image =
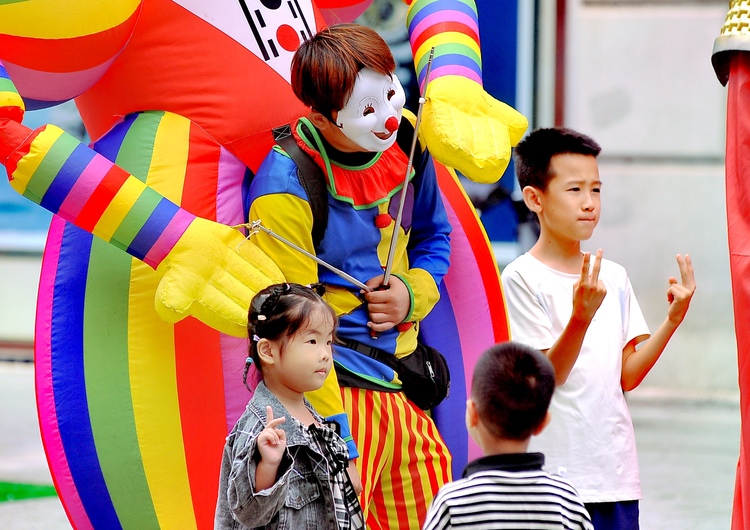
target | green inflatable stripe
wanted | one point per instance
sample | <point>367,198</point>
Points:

....

*Goal*.
Rewrite the lines above as a numbered list, with any blank lines dropped and the picture left out.

*Output*.
1. image =
2. target | green inflatable stripe
3. wanted | one point per instance
4. sample | <point>367,198</point>
5. Points:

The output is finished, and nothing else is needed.